▸ **TEXT SHOWN**:
-=-=-
Re: Jobmanager HA with Rolling Sink in HDFS

Aljoscha Krettek Tue, 08 Mar 2016 08:47:44 -0800

Hi,
with accumulator you mean the ones you get from 
RuntimeContext.addAccumulator/getAccumulator? I’m afraid these are not 
fault-tolerant which means that the count in these probably doesn’t reflect the 
actual number of elements that were processed. When a job fails and restarts 
the accumulators should start from scratch. This makes me wonder how yours ever 
reach the required 2 mio, for it to be considered “done”.


This keeps getting more mysterious… 

By the way, what are you using as StateBackend and checkpoint interval?

Cheers,
Aljoscha
> On 08 Mar 2016, at 13:38, Maximilian Bode <maximilian.b...@tngtech.com> wrote:
> 
> Hi,
> thanks for the fast answer. Answers inline.
> 
>> Am 08.03.2016 um 13:31 schrieb Aljoscha Krettek <aljos...@apache.org>:
>> 
>> Hi,
>> a missing part file for one of the parallel sinks is not necessarily a 
>> problem. This can happen if that parallel instance of the sink never 
>> received data after the job successfully restarted.
>> 
>> Missing data, however, is a problem. Maybe I need some more information 
>> about your setup:
>> 
>> - When are you inspecting the part files?
-=-=-
▸ **SUPPLIED DATA**:
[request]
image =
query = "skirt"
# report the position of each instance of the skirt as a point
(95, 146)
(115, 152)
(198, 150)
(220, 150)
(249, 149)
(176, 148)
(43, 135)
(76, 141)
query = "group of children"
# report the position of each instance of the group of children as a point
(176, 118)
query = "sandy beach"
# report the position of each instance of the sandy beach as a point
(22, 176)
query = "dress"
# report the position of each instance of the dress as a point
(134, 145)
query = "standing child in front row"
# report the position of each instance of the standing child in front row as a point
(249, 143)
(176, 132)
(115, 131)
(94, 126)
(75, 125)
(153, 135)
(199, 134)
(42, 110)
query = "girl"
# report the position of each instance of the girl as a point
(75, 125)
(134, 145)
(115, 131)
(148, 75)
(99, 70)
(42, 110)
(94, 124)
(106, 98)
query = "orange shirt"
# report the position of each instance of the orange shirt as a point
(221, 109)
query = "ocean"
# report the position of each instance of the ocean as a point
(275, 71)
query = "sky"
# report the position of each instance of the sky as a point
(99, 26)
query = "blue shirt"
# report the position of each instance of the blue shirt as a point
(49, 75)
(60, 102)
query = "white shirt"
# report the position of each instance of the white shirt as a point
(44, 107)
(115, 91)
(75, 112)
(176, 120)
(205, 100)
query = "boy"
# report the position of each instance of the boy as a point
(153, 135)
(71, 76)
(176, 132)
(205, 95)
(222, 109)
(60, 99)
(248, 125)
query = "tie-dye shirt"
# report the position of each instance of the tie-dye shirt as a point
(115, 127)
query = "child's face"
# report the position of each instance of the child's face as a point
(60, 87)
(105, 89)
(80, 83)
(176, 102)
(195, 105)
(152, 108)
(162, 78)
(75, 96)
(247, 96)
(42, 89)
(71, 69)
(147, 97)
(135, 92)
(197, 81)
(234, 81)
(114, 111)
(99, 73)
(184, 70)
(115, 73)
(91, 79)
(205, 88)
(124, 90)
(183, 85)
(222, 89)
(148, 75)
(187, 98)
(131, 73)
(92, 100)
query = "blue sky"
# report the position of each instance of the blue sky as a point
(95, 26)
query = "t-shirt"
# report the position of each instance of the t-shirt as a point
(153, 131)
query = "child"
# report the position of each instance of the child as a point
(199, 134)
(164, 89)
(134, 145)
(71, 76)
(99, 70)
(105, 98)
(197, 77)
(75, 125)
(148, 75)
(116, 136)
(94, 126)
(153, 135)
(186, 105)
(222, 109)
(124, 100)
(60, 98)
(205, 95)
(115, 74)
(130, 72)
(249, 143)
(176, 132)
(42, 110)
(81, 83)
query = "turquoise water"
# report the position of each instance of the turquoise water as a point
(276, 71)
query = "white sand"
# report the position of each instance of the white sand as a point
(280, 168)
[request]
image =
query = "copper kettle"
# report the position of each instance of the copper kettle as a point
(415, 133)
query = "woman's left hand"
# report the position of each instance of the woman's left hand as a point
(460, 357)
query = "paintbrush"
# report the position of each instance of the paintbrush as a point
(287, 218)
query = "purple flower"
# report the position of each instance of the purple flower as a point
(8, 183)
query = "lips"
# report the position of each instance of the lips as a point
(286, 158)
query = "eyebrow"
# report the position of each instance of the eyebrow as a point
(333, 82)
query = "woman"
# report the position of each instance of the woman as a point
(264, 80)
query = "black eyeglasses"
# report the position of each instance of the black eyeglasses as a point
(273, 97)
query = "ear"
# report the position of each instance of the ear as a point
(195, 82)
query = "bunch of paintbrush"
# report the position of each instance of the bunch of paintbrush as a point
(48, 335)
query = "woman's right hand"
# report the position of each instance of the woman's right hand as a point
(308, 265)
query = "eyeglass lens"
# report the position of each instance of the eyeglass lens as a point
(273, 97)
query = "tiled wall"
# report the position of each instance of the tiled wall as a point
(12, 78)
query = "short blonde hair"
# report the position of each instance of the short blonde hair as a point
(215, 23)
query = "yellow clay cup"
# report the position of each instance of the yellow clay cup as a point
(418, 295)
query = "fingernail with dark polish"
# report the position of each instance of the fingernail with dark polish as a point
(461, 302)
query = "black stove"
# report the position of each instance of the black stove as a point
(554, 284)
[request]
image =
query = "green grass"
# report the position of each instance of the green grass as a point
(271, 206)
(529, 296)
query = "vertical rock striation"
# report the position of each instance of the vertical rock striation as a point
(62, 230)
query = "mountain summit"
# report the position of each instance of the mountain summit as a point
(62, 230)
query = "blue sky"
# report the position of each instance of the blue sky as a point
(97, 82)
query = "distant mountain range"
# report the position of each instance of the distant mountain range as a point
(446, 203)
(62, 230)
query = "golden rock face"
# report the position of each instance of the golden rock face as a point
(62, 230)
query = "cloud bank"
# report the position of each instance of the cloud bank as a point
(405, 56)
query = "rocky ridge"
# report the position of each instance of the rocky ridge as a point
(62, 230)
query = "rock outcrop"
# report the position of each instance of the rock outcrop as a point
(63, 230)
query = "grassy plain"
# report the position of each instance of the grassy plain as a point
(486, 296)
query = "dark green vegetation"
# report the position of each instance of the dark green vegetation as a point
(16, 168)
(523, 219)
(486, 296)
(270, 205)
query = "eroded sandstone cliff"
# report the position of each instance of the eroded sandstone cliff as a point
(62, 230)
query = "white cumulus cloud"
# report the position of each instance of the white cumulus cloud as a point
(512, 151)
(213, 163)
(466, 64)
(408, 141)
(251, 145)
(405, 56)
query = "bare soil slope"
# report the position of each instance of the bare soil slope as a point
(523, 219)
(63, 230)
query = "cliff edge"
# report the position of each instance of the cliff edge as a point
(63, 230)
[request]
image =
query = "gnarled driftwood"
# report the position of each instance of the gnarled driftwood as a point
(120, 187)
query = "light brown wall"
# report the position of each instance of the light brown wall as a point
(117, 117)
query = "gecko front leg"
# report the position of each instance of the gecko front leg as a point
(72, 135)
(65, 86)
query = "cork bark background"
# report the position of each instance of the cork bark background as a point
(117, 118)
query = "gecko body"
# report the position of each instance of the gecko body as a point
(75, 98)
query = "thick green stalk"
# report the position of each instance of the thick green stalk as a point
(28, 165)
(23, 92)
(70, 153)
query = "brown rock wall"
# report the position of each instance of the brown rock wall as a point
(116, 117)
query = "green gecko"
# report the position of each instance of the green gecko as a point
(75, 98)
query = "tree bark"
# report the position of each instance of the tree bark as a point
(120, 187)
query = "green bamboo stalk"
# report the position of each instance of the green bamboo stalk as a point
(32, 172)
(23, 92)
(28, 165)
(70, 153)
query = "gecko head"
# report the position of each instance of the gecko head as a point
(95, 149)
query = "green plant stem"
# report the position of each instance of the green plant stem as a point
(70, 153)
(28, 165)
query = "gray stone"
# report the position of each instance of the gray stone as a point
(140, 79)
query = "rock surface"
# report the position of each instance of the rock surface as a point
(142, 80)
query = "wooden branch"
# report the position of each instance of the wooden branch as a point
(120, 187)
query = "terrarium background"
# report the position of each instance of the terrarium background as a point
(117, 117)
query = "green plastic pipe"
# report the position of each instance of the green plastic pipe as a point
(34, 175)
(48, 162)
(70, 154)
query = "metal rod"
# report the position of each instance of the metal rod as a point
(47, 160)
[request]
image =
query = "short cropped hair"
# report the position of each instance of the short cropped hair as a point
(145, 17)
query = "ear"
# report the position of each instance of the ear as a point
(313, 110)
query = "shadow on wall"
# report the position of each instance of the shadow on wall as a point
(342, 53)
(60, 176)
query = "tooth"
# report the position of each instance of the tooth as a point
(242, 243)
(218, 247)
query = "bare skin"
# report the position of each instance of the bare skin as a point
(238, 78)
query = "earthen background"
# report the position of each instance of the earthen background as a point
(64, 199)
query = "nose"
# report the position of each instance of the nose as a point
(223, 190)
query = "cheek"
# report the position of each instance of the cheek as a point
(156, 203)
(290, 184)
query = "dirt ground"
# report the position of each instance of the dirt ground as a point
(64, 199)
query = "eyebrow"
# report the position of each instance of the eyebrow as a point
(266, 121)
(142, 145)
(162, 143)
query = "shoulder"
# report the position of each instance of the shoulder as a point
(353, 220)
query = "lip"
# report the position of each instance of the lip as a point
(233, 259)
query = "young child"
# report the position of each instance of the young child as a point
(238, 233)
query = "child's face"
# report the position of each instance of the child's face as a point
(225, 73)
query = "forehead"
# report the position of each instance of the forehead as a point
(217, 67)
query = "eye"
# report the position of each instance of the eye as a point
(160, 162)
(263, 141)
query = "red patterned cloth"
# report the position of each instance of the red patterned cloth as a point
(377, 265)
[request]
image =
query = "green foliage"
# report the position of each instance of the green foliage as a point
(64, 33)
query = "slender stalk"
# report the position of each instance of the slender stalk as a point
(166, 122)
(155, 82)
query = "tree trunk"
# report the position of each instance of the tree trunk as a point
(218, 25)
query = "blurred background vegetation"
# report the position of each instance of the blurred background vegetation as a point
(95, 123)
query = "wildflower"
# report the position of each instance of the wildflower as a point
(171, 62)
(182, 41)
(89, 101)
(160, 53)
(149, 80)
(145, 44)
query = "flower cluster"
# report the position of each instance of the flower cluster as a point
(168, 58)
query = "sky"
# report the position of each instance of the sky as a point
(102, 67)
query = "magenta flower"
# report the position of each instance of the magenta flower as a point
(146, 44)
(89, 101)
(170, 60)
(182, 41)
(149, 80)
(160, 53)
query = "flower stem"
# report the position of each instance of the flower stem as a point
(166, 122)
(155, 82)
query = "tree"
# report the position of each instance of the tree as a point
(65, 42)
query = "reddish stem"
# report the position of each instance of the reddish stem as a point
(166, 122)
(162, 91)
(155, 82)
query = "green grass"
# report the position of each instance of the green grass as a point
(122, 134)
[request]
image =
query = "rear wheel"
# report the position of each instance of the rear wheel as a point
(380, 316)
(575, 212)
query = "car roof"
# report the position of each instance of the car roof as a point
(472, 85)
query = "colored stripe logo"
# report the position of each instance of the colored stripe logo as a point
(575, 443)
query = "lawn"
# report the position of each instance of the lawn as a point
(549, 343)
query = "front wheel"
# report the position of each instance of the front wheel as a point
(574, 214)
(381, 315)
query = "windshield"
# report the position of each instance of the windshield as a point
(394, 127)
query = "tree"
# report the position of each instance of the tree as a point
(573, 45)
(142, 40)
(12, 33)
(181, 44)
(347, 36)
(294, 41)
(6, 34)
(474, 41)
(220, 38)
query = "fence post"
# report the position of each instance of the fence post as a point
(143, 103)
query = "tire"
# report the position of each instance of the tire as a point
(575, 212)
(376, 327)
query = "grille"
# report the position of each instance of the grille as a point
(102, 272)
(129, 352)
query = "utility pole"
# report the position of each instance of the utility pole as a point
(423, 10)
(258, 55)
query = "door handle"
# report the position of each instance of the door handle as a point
-=-=-
▸ **DIRECTIONS**:
- A) List every sentence in the mailing-list reply that ends with a question mark.
- B) Duplicate the mailing-list reply from "This keeps getting" to "answer. Answers inline.".
The records have no connection to the mailing-list reply.

▸ **REPLIES**:
- A)
- "with accumulator you mean the ones you get from RuntimeContext.addAccumulator/getAccumulator?"
- "By the way, what are you using as StateBackend and checkpoint interval?"
- "When are you inspecting the part files?"

- B)
This keeps getting more mysterious… 

By the way, what are you using as StateBackend and checkpoint interval?

Cheers,
Aljoscha
> On 08 Mar 2016, at 13:38, Maximilian Bode <maximilian.b...@tngtech.com> wrote:
> 
> Hi,
> thanks for the fast answer. Answers inline.